-- Instruction --
Locate every line in the data below that contains the word "pink", and copy each such line in full.

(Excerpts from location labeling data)
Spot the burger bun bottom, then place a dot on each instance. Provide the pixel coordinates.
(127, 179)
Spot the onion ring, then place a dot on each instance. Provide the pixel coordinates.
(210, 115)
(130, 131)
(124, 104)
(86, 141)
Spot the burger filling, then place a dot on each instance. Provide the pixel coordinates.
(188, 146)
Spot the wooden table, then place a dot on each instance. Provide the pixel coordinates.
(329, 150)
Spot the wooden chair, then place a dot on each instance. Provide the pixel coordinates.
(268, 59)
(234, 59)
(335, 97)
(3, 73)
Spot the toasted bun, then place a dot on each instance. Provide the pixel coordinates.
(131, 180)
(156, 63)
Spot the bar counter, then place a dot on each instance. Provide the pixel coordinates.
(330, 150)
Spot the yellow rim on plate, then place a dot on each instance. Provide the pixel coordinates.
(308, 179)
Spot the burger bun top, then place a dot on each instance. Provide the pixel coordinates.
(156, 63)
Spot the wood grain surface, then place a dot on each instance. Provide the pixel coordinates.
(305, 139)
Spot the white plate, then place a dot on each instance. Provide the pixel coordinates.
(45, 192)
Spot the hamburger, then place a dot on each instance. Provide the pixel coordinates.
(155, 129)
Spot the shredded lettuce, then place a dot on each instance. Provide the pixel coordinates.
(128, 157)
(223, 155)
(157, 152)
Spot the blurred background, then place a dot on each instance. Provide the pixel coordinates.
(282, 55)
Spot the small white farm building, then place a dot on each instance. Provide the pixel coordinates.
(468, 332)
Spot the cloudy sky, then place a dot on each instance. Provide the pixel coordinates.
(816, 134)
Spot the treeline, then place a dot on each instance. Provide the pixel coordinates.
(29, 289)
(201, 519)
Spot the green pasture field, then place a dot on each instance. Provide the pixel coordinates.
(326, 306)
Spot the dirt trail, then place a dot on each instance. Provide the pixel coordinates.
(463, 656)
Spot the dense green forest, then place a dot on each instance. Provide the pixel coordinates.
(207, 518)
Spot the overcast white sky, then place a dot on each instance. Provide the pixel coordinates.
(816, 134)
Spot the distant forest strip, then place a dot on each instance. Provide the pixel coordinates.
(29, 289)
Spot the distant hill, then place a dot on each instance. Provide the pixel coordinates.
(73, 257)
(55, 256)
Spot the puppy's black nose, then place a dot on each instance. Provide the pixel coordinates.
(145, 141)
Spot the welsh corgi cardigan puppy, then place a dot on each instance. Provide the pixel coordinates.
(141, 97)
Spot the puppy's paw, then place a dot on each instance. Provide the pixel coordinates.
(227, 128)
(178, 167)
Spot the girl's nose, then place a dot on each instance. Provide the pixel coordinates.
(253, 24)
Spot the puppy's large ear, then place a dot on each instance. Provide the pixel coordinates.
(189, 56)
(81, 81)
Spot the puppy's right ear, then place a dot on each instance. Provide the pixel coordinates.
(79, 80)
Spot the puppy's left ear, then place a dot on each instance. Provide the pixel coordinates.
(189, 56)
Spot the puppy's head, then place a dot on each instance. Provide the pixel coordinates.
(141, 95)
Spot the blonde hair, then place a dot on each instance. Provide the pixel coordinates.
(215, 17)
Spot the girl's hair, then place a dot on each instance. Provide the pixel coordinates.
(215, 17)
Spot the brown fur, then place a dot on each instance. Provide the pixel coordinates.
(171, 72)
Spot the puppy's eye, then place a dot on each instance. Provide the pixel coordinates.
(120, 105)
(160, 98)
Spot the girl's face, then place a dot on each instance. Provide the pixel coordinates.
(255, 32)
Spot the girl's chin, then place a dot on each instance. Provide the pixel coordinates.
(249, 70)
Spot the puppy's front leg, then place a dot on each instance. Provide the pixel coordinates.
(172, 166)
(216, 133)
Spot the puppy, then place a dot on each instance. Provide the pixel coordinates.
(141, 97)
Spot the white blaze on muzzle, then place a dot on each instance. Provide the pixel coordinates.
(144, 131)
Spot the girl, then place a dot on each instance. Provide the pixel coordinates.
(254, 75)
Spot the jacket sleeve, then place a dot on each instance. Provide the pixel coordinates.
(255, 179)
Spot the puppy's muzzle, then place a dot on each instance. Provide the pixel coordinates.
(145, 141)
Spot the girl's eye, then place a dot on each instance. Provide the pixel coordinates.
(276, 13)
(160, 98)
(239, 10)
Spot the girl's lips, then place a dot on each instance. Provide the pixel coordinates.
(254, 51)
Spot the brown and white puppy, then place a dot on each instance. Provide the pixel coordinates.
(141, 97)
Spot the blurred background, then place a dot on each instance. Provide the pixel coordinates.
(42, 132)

...

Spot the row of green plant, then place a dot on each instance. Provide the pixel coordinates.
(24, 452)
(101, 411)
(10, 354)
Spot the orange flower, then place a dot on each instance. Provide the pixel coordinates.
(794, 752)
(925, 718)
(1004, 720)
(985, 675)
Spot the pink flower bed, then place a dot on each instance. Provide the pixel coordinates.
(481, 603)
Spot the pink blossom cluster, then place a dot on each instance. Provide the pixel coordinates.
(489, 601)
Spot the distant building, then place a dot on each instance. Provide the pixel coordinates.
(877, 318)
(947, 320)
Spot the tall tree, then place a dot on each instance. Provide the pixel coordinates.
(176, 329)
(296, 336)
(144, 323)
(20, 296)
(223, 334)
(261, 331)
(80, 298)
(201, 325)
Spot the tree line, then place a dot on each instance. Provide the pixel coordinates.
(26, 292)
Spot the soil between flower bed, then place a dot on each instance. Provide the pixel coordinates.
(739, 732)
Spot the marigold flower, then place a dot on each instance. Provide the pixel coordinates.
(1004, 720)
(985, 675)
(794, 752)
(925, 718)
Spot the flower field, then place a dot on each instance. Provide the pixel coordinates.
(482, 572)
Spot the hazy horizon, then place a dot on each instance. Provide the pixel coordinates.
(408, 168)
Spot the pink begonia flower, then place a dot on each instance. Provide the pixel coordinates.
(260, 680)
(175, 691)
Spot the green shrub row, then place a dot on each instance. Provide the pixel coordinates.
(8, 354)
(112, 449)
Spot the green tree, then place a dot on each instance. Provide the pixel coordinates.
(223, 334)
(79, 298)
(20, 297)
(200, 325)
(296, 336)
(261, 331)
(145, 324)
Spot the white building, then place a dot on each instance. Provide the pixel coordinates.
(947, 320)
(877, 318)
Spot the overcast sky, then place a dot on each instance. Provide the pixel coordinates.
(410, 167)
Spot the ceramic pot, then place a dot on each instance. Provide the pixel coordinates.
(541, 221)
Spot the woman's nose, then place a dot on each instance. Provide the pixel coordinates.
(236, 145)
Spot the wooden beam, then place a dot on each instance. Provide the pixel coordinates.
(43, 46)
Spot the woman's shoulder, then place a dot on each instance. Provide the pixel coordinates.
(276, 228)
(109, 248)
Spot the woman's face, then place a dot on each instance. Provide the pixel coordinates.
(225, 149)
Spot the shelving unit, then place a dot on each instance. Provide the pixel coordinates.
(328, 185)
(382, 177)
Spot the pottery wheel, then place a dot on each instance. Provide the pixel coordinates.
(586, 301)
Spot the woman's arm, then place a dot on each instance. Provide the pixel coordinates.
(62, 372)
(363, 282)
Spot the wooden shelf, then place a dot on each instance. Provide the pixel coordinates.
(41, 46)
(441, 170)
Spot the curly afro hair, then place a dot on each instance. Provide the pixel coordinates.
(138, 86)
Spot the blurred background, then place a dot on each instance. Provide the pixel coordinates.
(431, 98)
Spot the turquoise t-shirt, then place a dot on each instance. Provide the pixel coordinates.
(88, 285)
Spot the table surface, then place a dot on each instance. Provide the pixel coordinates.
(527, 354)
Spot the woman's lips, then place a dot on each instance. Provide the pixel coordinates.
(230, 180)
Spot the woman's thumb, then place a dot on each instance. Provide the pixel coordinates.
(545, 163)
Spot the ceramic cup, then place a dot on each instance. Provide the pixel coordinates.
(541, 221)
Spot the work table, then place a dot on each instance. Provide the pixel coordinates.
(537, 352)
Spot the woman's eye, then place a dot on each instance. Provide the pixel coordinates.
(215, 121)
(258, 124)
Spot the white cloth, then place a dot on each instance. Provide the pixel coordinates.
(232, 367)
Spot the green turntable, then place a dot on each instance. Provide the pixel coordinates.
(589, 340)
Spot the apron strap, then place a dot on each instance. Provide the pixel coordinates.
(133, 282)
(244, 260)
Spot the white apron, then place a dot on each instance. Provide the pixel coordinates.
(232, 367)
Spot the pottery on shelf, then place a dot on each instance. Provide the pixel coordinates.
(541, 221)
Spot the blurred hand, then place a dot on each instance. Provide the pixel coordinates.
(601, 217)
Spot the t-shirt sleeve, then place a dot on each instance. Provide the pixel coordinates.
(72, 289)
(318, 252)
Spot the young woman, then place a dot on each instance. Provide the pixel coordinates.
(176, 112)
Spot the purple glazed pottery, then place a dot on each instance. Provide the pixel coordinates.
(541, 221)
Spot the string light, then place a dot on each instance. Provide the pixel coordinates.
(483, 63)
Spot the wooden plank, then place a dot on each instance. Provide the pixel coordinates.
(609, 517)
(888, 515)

--

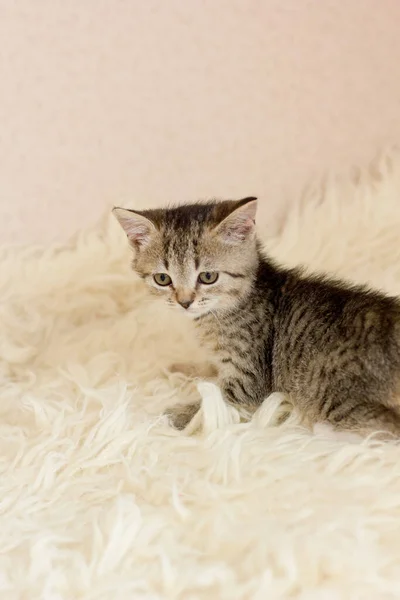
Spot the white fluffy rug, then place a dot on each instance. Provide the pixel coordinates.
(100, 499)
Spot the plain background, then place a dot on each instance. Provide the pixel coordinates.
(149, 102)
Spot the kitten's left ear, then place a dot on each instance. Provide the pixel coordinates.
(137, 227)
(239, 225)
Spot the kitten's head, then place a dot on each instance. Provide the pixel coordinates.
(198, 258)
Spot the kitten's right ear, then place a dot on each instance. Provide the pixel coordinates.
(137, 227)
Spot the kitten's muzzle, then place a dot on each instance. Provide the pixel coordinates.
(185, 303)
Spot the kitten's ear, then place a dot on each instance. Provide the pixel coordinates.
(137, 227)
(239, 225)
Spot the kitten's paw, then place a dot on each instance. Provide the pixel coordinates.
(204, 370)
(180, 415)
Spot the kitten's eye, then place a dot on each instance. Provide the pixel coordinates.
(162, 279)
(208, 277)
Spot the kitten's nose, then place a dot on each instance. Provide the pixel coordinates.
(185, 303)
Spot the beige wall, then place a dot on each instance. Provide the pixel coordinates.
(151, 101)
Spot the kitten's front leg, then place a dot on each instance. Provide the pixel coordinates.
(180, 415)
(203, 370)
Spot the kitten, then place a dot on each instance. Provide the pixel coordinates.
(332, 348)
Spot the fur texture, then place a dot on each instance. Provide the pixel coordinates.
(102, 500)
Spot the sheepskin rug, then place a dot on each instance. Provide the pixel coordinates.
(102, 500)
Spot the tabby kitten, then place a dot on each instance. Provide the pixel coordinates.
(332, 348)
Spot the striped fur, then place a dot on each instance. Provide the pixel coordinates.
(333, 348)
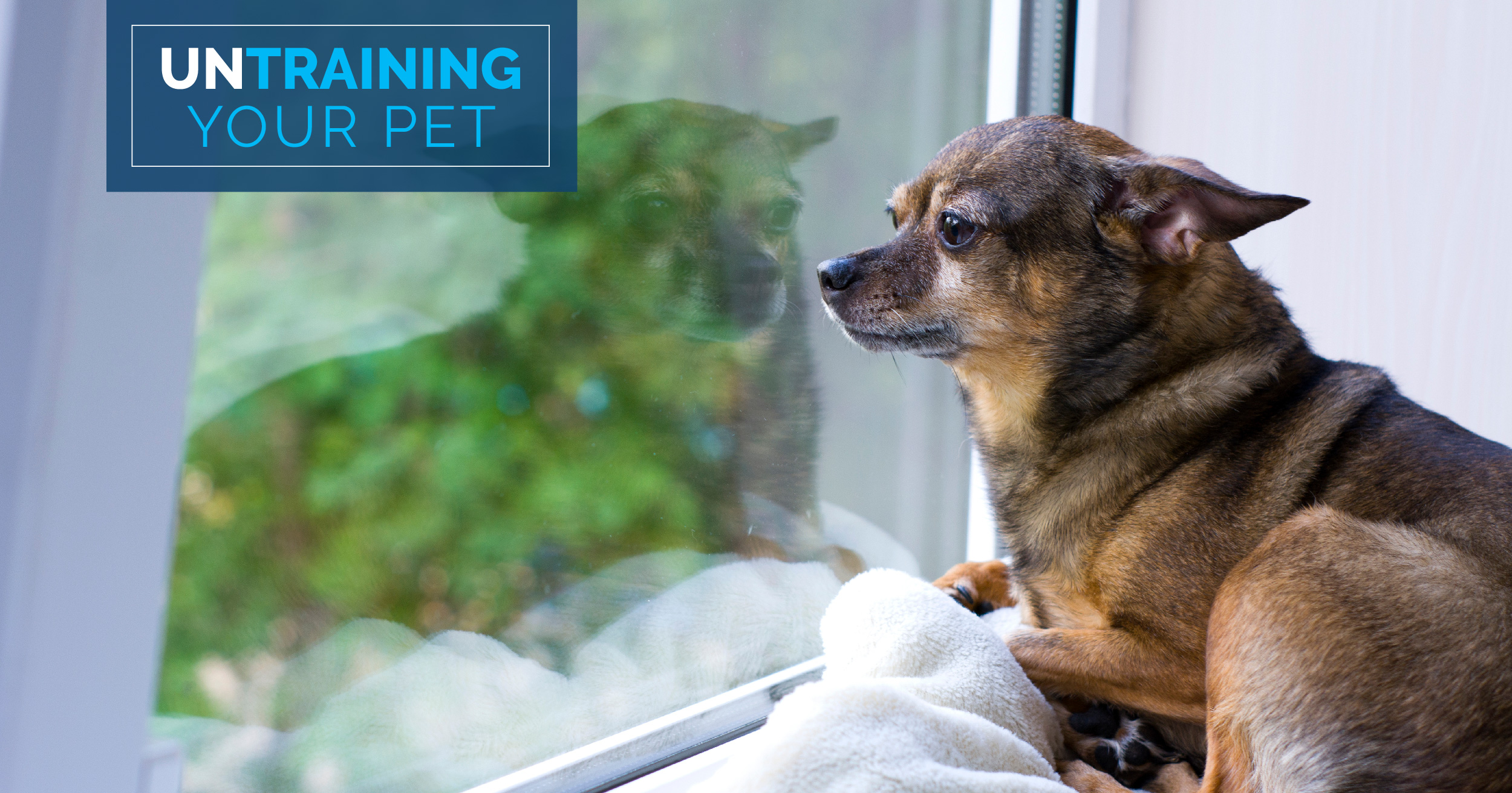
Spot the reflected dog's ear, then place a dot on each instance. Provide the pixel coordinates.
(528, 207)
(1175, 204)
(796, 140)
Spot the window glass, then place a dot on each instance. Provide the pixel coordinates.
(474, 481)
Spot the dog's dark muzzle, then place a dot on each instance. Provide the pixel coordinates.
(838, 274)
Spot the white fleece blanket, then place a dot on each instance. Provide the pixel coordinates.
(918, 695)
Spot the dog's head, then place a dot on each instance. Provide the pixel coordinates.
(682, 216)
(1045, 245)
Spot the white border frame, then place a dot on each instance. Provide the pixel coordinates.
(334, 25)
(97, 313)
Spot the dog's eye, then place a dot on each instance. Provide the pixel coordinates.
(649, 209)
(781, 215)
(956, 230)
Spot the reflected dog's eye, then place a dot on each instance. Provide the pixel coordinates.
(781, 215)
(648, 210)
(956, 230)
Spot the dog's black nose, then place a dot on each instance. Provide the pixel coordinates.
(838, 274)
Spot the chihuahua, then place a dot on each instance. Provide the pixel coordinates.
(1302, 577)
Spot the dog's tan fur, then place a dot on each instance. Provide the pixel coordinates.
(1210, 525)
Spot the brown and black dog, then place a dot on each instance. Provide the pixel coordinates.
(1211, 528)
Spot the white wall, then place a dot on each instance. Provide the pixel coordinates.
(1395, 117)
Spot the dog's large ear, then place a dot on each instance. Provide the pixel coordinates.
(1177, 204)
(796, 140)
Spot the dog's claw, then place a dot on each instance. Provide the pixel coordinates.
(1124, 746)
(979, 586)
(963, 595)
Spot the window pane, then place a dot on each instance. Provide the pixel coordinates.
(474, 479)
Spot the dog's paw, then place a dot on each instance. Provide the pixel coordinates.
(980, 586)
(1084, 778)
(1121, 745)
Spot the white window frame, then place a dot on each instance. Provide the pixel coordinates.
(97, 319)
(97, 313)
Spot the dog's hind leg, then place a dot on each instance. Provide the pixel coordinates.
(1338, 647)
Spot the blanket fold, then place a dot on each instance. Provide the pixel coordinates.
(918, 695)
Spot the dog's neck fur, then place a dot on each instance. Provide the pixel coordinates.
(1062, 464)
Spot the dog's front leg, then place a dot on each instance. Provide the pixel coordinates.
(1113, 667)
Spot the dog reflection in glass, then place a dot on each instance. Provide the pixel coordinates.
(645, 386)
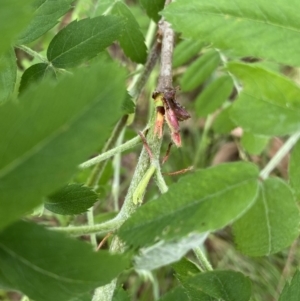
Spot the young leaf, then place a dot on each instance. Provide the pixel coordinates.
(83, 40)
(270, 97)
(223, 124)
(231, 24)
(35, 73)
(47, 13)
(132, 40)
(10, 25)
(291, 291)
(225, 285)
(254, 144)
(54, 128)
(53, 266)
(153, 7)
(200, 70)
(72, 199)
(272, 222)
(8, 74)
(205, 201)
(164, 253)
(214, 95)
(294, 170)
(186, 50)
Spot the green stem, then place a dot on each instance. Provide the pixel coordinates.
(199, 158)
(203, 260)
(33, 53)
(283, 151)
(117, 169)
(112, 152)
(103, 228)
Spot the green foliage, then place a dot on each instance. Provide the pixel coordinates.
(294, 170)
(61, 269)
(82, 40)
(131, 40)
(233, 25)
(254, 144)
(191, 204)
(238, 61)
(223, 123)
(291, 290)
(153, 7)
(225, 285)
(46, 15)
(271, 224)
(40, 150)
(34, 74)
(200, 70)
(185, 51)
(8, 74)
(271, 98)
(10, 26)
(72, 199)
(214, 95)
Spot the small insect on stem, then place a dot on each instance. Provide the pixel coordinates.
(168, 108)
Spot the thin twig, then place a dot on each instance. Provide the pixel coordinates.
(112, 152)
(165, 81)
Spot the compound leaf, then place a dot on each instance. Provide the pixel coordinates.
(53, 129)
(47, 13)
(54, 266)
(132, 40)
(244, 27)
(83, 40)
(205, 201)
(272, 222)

-- Exercise solution --
Spot the pink flower bed, then place a dot on each instance. Provide the pixel coordinates.
Spot the pink blossom cluster, then place a dot on each instance. Provide the pixel coordinates.
Spot the pink begonia flower, then place a dot on each instance. Provide the pixel coordinates.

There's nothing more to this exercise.